We have confessed our feelings for each other, but have not indulged in even a kiss. We continue to meet three times a week, looking at the computer screen and forcing ourselves to work even though the effort sometimes makes tears run down our faces. When I look into his eyes, I'm just shattered -- every defense and pretention I had even considered having is gone.
I'm telling you this to say that while, of course, dopamine is flowing thick and fast through my veins, there is something more real here also.
The thing is, my growing love for this man does not diminish from my love from my partner. It enhances it, in fact, by making me see my partner again as the beautiful man I first saw across the room nearly three years ago. It does not make me want to be with my partner any less -- in fact, it has spiced up our sex life and opened up our communication in a way that hasn't happened in a while.
All the while I have a physical ache in my chest for this other man, and all the self-reality checks in the world do not make it go away. And a term I thought I would never personally identify with popped unbidden to my mind.
I think I'm polyamorous.
This isn't a deal-breaker for my man -- we have talked about the possibility of an open relationship before, and have both tentatively said that it's something we want to explore in the future, but that came with a lot of caveats about making sure we're both emotionally ready first. When I recently brought up that I have decided it's something I'd definitely like to explore in the future, he was open but slightly hurt, in that he didn't think I would express that opinion so strongly so soon.
Another thing. We're moving across the country together. In two weeks. It's something we dreamed of since we got together, and now in addition to the excitement there is a mounting dread that one of the connections of a lifetime will be left behind in our current location, and my heart is truly breaking. It's making me unfocused, unable to sleep, and really derailing the fabulous new life and business I have been making for myself. We will come back to our current location occasionally to see my partner's son (who will be with us part of the year, but it goes both ways), and I would like to have the option of visiting (and, let's face it, falling headlong into bed with) this new love. I would like to work my relationship into a polyamorous one. But I don't feel like I can broach the topic with my partner until we're settled -- we are very honest with each other, and I am not withholding because I'm afraid of honesty -- he would be merely hurt and derailed himself. I know that in a few months he will be much happier and more open.

◆ Written task
Answer these questions from the passage above:
(a) How often does the writer meet the other man?
(b) How long ago did the writer first see the partner across the room?
(c) How soon is the move across the country?

◆ Provided data
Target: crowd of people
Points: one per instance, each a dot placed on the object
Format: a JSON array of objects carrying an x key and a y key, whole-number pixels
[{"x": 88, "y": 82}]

◆ Problem solution
(a) Three times a week.
(b) Nearly three years ago.
(c) In two weeks.